Problem to solve: Please print every line of the material below verbatim, leaving out the pictures.
[start]
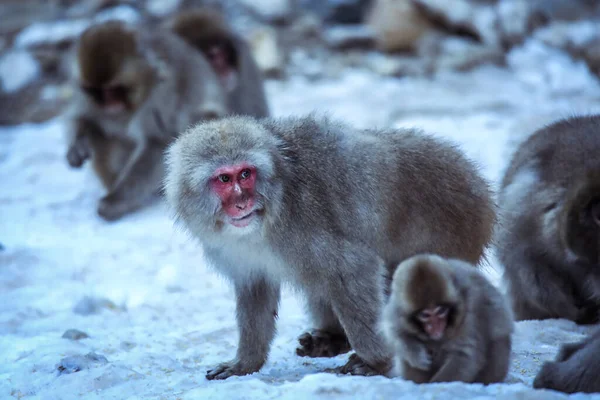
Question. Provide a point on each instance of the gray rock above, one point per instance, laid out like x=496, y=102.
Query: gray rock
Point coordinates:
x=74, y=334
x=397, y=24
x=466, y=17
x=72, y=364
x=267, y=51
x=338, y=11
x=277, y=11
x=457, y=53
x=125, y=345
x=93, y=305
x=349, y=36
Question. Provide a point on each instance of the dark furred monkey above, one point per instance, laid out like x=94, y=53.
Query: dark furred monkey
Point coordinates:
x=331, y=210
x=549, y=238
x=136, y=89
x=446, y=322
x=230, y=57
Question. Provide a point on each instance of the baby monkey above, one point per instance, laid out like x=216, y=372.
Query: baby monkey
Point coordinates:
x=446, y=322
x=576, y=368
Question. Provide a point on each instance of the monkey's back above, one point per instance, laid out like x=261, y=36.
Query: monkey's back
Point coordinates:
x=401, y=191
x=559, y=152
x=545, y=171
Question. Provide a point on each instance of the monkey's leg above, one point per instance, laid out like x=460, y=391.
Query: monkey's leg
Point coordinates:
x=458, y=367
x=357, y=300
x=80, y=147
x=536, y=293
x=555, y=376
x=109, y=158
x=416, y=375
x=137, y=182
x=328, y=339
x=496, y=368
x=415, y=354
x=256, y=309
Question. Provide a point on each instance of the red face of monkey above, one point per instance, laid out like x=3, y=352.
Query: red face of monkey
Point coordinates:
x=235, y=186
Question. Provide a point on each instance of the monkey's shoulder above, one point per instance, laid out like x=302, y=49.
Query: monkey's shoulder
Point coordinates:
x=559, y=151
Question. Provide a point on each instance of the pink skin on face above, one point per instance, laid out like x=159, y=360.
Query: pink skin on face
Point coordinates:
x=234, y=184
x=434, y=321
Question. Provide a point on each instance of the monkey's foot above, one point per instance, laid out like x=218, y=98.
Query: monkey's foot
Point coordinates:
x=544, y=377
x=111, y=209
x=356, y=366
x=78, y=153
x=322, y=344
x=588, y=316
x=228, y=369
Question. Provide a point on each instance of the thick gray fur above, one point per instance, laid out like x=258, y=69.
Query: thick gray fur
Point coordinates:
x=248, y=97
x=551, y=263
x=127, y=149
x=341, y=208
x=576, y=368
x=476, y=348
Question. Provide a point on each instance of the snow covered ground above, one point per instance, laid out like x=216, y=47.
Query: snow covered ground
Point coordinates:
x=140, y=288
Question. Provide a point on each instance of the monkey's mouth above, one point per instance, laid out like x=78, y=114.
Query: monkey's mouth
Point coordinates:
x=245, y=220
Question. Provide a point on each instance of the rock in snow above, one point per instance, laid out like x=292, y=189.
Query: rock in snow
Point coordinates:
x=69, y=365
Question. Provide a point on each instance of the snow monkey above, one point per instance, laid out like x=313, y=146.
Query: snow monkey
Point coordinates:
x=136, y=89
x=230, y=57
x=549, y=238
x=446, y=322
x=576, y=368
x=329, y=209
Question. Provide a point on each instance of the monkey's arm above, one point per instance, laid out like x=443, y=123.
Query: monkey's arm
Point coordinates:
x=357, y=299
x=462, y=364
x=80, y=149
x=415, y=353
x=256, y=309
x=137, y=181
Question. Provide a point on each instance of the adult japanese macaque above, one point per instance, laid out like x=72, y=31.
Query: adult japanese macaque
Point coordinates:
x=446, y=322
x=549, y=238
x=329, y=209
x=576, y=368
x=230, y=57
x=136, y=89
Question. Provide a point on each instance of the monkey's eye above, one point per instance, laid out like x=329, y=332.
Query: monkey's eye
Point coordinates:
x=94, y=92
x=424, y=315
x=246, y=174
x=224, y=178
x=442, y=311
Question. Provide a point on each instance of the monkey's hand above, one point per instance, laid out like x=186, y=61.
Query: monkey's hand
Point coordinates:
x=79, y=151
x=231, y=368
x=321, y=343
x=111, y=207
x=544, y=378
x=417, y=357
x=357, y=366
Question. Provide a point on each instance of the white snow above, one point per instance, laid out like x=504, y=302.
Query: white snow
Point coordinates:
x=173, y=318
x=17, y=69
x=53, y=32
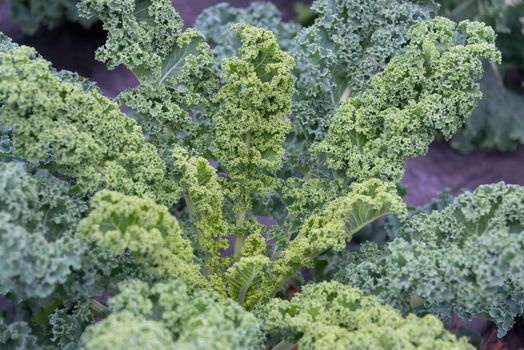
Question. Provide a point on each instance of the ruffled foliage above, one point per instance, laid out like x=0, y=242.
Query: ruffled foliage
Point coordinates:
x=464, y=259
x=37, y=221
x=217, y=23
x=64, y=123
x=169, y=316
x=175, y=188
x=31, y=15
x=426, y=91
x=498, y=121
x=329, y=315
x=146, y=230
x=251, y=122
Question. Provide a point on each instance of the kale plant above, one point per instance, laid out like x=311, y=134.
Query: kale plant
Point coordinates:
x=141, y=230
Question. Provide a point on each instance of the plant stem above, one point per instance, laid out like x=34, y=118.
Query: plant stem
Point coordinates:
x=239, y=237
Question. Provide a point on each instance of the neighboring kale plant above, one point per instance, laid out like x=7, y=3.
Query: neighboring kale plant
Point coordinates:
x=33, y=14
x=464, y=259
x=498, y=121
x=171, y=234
[end]
Written solution:
Question. Provide a point on each instance of the gray rock above, one point per instance, laid out like x=496, y=102.
Query: gray rock
Point coordinates:
x=74, y=334
x=397, y=24
x=466, y=17
x=72, y=364
x=267, y=51
x=338, y=11
x=277, y=11
x=457, y=53
x=125, y=345
x=93, y=305
x=349, y=36
Question. Provide a point on each instance of the dark furred monkey above, one point per instance, laid out like x=94, y=53.
Query: dark furred monkey
Point coordinates:
x=331, y=210
x=549, y=238
x=136, y=89
x=446, y=322
x=230, y=57
Question. Provide a point on each instance of the baby monkey above, one point per instance, laid out like x=216, y=372.
Query: baby monkey
Point coordinates:
x=446, y=322
x=576, y=368
Question. Provide a point on each instance of the monkey's back above, one point per instance, laid out like x=261, y=36.
Query: monkey's back
Point coordinates:
x=401, y=191
x=559, y=152
x=545, y=171
Question. Provide a point on each instance of the monkey's leg above, one point per instance, laid out like x=460, y=391.
Query: monkey's leg
Point coordinates:
x=458, y=367
x=357, y=300
x=80, y=147
x=536, y=293
x=555, y=376
x=109, y=158
x=416, y=375
x=137, y=182
x=328, y=339
x=496, y=368
x=415, y=354
x=256, y=309
Question. Provide a point on each instance of the red face of monkey above, one point per instance, laid out like x=3, y=352.
Query: red face of monkey
Point coordinates:
x=235, y=186
Question. Provide a point on each instance of the monkey's shoulder above, one point per instance, laid out like x=302, y=49.
Query: monkey's shoulder
Point coordinates:
x=559, y=151
Question. Provide a point on each instance of the pink skin on face above, one point per instance, laid out like x=159, y=360.
Query: pink skin on face
Point coordinates:
x=234, y=184
x=434, y=321
Question. Provide a point on each instance of the monkey's foot above, one point per instance, laid out like x=218, y=98.
Query: monkey's foot
Point coordinates:
x=544, y=377
x=111, y=209
x=356, y=366
x=78, y=153
x=322, y=344
x=588, y=316
x=228, y=369
Question. Provide a point on each instance of the thick gray fur above, one point per instance, laid out like x=258, y=69.
Query: thick gray fur
Point coordinates:
x=248, y=97
x=551, y=263
x=127, y=149
x=341, y=208
x=576, y=368
x=476, y=348
Question. Provide a point on each instance of the snow covered ground above, one point per instance, laid out like x=216, y=47.
Query: snow covered ground
Point coordinates:
x=140, y=288
Question. Provide a point on each instance of the monkey's mouth above, one point per instance, laid out like x=78, y=114.
Query: monkey's mouth
Point coordinates:
x=245, y=220
Question. Provide a point on each instance of the rock in snow above, one point per instance, laid out like x=292, y=189.
Query: rock in snow
Point coordinates:
x=69, y=365
Question. Provide a point on each instance of the snow monkey above, one point per instance, laid out like x=313, y=146.
Query: snow monkey
Point coordinates:
x=136, y=89
x=230, y=57
x=549, y=238
x=446, y=322
x=576, y=368
x=329, y=209
Question. Provide a point on each instance of the monkey's arm above, one point per instance, laid out like x=443, y=123.
Query: monkey's arm
Point coordinates:
x=357, y=299
x=462, y=364
x=80, y=149
x=415, y=353
x=256, y=309
x=137, y=181
Question. Provide a point on each instance of the adult japanese macaque above, one point per instance, laid out like x=72, y=31.
Query: adult japanese macaque
Point coordinates:
x=446, y=322
x=549, y=238
x=329, y=209
x=576, y=368
x=230, y=57
x=136, y=89
Question. Provide a point on each instance of the monkey's eye above, one point per instance, laid out like x=329, y=332.
Query: monkey's eye
Point coordinates:
x=94, y=92
x=424, y=315
x=246, y=174
x=224, y=178
x=442, y=311
Question. Provide a point on each instance of the monkey's hand above, one point per instance, laid out like x=186, y=61.
Query: monkey's hand
Point coordinates:
x=79, y=151
x=231, y=368
x=321, y=343
x=111, y=207
x=544, y=378
x=417, y=357
x=357, y=366
Question. Provide a point on each instance of the white snow above, one point per instance, laid out like x=504, y=302.
Query: white snow
Point coordinates:
x=173, y=318
x=17, y=69
x=53, y=32
Question. Provide a point on each instance of the ruffled foliage above, one point per instance, laid out like x=0, y=242.
Query: ruffled foliage
Point coordinates:
x=464, y=259
x=37, y=221
x=217, y=23
x=64, y=123
x=169, y=316
x=175, y=188
x=31, y=15
x=426, y=91
x=498, y=121
x=329, y=315
x=146, y=230
x=251, y=122
Question. Provide a point on each instance of the kale plant above, one point per instance, laid out like x=311, y=134.
Query: kale plant
Point coordinates:
x=141, y=230
Question. Provide a point on each instance of the plant stem above, one point per instance, laid out like x=34, y=118.
Query: plant stem
Point coordinates:
x=239, y=237
Question. Provide a point on each instance of the neighboring kale plant above, one point per instance, laid out like x=7, y=3.
Query: neighboring kale plant
Point coordinates:
x=33, y=14
x=464, y=259
x=498, y=121
x=171, y=234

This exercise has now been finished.